## [Task brief]
Please locate every line in the entries below that contains the word "marker", and copy each of those lines.

## [Provided records]
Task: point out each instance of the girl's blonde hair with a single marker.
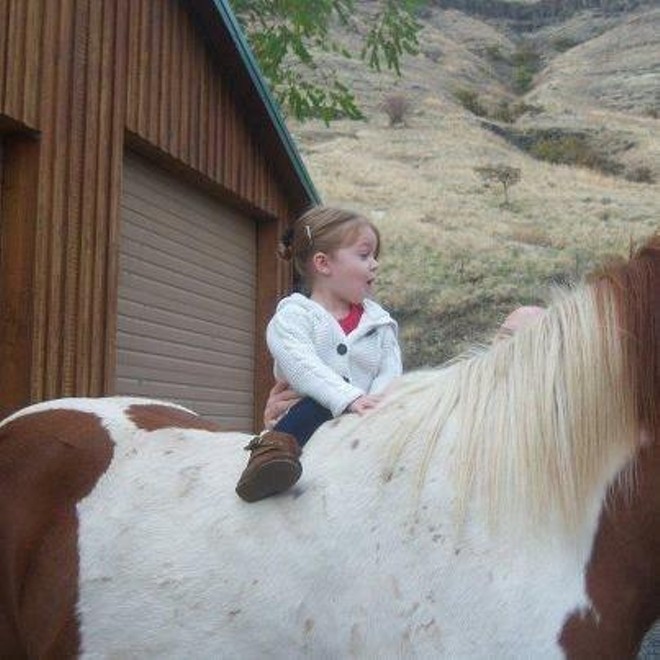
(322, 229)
...
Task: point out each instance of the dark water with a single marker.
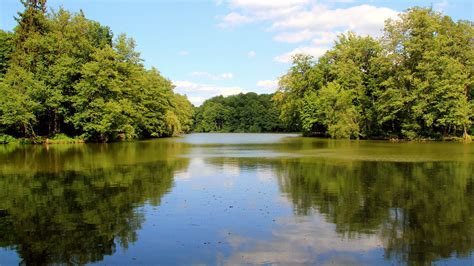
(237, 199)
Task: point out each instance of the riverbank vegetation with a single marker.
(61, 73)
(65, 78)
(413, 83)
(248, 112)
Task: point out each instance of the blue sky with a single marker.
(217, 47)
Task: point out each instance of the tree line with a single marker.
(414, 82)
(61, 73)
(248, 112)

## [Correct answer]
Task: point out each instance of the girl's blonde hair with a single marker.
Task: point out each instance of the dark water with a single marker.
Task: point out each instance of the riverbank vegetation with a single marker.
Task: point out each instance of the blue sky with a single marker.
Task: point out each instance of the tree line with a single marker.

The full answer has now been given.